* **Aim of the exercise**:
Your answer must be a word-for-word copy of the listing, with all pictures excluded.

★ ★ ★ ★

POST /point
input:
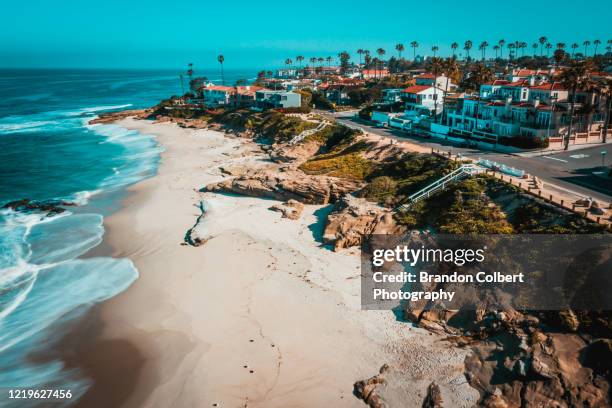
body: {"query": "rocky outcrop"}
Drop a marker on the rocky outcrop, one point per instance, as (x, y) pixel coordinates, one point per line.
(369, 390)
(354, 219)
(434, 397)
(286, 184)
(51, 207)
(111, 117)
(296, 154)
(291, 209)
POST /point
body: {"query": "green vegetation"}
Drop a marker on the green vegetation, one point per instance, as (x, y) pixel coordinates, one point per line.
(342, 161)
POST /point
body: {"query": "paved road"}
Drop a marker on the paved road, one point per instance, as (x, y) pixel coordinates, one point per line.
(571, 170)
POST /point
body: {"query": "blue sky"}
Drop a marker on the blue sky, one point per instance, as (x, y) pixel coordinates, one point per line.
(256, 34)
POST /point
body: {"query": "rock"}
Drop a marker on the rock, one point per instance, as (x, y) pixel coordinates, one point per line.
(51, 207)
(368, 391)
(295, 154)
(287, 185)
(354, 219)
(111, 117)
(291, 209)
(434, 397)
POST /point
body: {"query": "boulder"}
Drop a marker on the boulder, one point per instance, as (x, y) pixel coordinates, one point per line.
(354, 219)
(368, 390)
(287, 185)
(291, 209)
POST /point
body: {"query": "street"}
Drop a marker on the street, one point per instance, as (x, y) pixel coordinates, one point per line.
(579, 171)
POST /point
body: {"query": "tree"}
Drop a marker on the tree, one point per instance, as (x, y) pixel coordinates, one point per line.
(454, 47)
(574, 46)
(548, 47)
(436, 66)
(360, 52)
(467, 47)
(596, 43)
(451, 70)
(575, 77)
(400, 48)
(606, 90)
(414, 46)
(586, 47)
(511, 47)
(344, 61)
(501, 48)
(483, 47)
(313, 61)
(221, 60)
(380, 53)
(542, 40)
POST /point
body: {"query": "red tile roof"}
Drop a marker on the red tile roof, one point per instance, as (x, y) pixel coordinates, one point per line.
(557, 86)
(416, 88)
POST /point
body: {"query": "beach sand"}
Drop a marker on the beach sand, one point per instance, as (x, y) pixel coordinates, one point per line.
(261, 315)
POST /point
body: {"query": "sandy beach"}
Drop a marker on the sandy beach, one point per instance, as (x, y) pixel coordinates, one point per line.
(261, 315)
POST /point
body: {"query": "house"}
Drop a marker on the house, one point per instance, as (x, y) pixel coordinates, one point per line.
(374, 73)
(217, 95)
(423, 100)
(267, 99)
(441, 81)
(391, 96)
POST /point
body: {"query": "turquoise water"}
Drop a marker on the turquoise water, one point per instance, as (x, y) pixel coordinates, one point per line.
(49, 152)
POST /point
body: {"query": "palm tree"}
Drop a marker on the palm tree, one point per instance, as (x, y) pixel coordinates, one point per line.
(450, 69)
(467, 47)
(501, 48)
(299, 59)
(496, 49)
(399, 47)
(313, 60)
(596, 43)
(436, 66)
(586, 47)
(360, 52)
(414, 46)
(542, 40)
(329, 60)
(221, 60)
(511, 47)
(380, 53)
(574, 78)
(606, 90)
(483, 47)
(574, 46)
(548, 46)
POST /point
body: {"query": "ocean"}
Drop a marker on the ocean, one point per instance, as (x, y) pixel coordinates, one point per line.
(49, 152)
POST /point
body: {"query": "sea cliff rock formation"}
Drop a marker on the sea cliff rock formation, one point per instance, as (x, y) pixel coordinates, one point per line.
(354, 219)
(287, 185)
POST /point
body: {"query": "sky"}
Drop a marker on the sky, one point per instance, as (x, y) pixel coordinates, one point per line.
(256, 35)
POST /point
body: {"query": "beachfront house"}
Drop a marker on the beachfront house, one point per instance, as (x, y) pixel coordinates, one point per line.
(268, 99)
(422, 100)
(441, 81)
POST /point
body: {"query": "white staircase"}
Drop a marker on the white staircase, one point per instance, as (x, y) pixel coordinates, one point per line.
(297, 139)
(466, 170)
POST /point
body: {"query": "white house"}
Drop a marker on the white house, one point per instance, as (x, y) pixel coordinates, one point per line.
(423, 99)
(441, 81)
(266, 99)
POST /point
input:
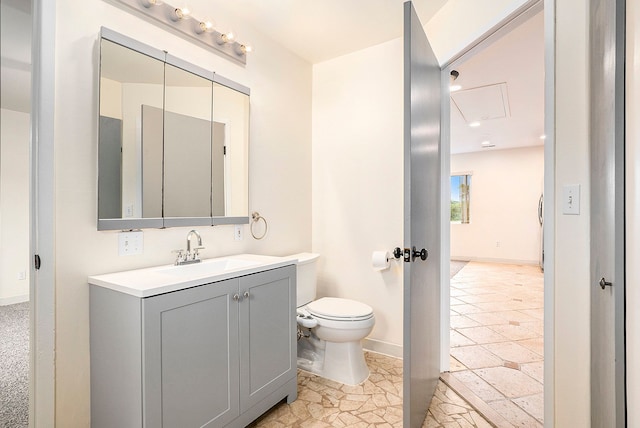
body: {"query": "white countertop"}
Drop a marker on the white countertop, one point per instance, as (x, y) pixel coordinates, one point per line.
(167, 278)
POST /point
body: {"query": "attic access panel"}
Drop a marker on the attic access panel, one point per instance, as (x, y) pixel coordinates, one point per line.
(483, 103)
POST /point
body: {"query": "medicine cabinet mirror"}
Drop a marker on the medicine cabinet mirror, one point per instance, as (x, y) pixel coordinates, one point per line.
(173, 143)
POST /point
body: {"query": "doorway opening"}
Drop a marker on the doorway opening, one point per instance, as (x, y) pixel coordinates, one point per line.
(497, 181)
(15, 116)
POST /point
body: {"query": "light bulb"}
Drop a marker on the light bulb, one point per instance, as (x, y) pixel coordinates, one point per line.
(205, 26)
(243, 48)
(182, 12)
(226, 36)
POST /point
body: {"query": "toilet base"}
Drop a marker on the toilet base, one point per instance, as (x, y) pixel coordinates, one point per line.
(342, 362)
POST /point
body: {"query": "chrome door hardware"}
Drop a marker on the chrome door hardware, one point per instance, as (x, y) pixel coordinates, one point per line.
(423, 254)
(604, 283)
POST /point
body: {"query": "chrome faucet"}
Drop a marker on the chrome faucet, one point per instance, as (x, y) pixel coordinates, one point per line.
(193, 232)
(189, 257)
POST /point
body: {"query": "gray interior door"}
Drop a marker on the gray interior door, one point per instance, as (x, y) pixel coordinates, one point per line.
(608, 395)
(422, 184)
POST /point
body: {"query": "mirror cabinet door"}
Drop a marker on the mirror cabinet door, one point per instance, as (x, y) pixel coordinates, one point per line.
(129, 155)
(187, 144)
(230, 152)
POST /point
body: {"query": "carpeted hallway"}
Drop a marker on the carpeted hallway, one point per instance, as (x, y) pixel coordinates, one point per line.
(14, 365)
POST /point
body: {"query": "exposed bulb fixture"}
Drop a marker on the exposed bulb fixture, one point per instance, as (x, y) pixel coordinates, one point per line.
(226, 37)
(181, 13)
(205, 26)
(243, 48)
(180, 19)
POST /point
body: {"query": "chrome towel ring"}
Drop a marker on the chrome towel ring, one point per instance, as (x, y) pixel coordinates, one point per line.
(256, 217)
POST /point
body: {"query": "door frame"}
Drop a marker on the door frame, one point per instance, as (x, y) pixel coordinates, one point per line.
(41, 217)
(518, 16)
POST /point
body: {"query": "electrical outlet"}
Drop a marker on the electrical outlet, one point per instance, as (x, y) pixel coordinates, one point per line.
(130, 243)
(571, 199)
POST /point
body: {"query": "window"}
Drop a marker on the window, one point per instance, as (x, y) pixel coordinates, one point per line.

★ ★ ★ ★

* **Solution for this exercise**:
POST /point
input:
body: {"query": "rocky outcrop"}
Drop a marker on the rocky outcrop, one point per instance, as (x, y) pixel coordinates, one point per line.
(369, 390)
(354, 219)
(434, 397)
(286, 184)
(51, 207)
(111, 117)
(296, 154)
(291, 209)
POST /point
body: {"query": "green vegetation"}
Drop a marker on the green vegetation, one point per instance, as (x, y) pixel coordinates, one point per line.
(342, 161)
POST /point
body: {"query": "paved road"}
Drop a marker on the paved road, one point per instance, as (x, y) pixel coordinates, one point per line.
(571, 170)
POST /point
body: {"query": "blue sky"}
Drop a marker on the blue sky, one point per instance, as (x, y) pixel coordinates, one point per line.
(256, 34)
POST /point
body: {"query": "rock"}
Drop a marker on the rock, one point per instance, as (x, y) pixel coordinates, one point per line.
(51, 207)
(368, 391)
(295, 154)
(287, 185)
(354, 219)
(111, 117)
(291, 209)
(434, 397)
POST /point
body: {"query": "boulder"}
Drop a marker on the boulder, one point per instance, as (x, y) pixel coordinates, one point per line.
(354, 219)
(368, 390)
(287, 185)
(291, 209)
POST /point
body: {"query": "street"}
Drop a marker on the street, one point per instance, as (x, y) pixel coordinates, one point per line.
(579, 171)
POST /point
body: {"query": "tree"}
Drop a marker on the tree, one point per instance, as (x, y) pixel coordinates, one point per line.
(454, 47)
(574, 46)
(548, 47)
(436, 66)
(360, 52)
(467, 47)
(596, 43)
(451, 70)
(575, 77)
(400, 48)
(606, 90)
(414, 46)
(586, 47)
(511, 47)
(344, 61)
(501, 48)
(483, 47)
(313, 61)
(221, 60)
(380, 53)
(542, 40)
POST /point
body: {"query": "red tile roof"}
Drop a marker on the red tile roof, one point per instance, as (x, y) pixel coordinates, one point per line.
(557, 86)
(416, 88)
POST /point
body: {"query": "beach sand"}
Drop a marker on the beach sand, one point per instance, as (x, y) pixel coordinates, one point per line.
(261, 315)
POST /point
body: {"query": "sandy beach"}
Drop a marker on the sandy beach, one point per instance, as (x, y) pixel coordinates, one point per line.
(261, 315)
POST /point
body: {"query": "house"}
Drop a marker on the house, one point per instance, as (x, y) pixel coordinates, one point per line.
(374, 73)
(217, 95)
(423, 100)
(267, 99)
(441, 81)
(391, 96)
POST /point
body: {"query": "turquoise water"}
Drop a marker on the turquoise water, one point per instance, as (x, y) pixel coordinates, one point per line.
(49, 152)
POST /point
body: {"query": "palm tree"}
Drop a marker on the palm tree, one point per instance, as (x, y) pixel coordinates, one point per line.
(450, 69)
(467, 47)
(501, 48)
(299, 59)
(496, 49)
(399, 47)
(313, 60)
(596, 43)
(436, 66)
(586, 47)
(360, 52)
(414, 46)
(542, 40)
(329, 60)
(221, 60)
(511, 47)
(380, 53)
(574, 78)
(606, 90)
(483, 47)
(574, 46)
(548, 46)
POST /point
body: {"query": "ocean"}
Drop a marker on the ocean, one point per instance, as (x, y) pixel coordinates, one point per line.
(49, 152)
POST /point
body: {"query": "sea cliff rock formation"}
Drop a marker on the sea cliff rock formation, one point per instance, as (x, y) pixel coordinates, one point per line.
(354, 219)
(287, 185)
POST /point
body: {"query": "sky"}
Drop a marker on the sky, one point per instance, as (x, y) pixel coordinates, one point per line.
(256, 35)
POST /point
body: {"query": "beachfront house"}
Drop a marker on the beachfront house, one point per instance, as (x, y) pixel coordinates, one point per line.
(268, 99)
(422, 100)
(441, 81)
POST /point
body: {"query": "white staircase"}
Drop a marker on the white staircase, one point per instance, as (x, y) pixel coordinates, one point per line.
(297, 139)
(466, 170)
POST /point
body: {"query": "white house"}
Drop a marker on the white house, one point per instance, as (x, y) pixel coordinates, one point per line.
(423, 99)
(441, 81)
(266, 99)
POST /point
input:
body: {"query": "white countertop"}
Drop a marker on the white countertop, one point per instance, as (x, y) pixel coordinates, one point per line.
(167, 278)
POST /point
body: {"query": "attic access panel"}
Drop a marker on the attic access panel, one point per instance, as (x, y) pixel coordinates, one point per line.
(483, 103)
POST /point
body: {"query": "medicine cabinet mirror"}
Drop a marker on the medicine cabinet mirror, one point per instance, as (x, y) pixel coordinates, one point per line.
(173, 143)
POST /point
body: {"query": "doorway opening"}
Drop a marker on the doorway opening, one point per instance, as (x, y) pixel coordinates, one point per line.
(497, 181)
(15, 116)
POST /point
body: {"query": "light bulb"}
Drop a marker on the light bulb, one point per instance, as (x, y) pixel coordinates, one point per line.
(205, 26)
(243, 48)
(182, 12)
(226, 36)
POST /point
body: {"query": "toilet base"}
Drop a marker on the toilet base, one point per instance, as (x, y) pixel coordinates, one point per line.
(342, 362)
POST /point
body: {"query": "chrome door hardware"}
Drop a marker on the chrome door hardware, one point per instance, as (x, y) pixel coordinates, one point per line.
(423, 254)
(604, 283)
POST /point
body: {"query": "chrome faucet"}
Drop a marker on the chrome faucet, one point per instance, as (x, y) pixel coordinates, one point per line.
(193, 232)
(189, 257)
POST /point
body: {"query": "gray interior door"}
Drop a marker on the gray interior door, one point per instance, as (x, y) pixel coordinates, one point per line.
(608, 395)
(422, 184)
POST /point
body: {"query": "mirror cabinet door"}
Drop a marker on the mirror cabinet door, one point per instance, as (x, y) pixel coordinates, one point per line.
(129, 155)
(187, 144)
(230, 152)
POST /point
body: {"query": "carpeted hallway"}
Drop a marker on the carpeted hallway, one point per instance, as (x, y) pixel coordinates, one point per line.
(14, 365)
POST /point
body: {"query": "exposed bulb fixture"}
Drop a marker on the exposed bulb fixture, one point per instance, as (x, y) pixel coordinates, one point per line.
(226, 37)
(181, 13)
(205, 26)
(243, 48)
(180, 19)
POST /point
body: {"query": "chrome towel ring"}
Drop a marker on the chrome towel ring, one point per instance, as (x, y) pixel coordinates, one point per line.
(256, 217)
POST /point
body: {"query": "door frame"}
Drop a marker on the door frame, one point per instance, as (x, y) pixel coordinates, one point per line.
(41, 217)
(518, 16)
POST /point
body: {"query": "electrical outlet"}
Drop a marker on the electrical outlet, one point per instance, as (x, y) pixel coordinates, one point per line.
(130, 243)
(571, 199)
POST /point
body: {"query": "window"}
Drop a marker on the window, one point per instance, as (x, y) pixel coordinates, one point per line.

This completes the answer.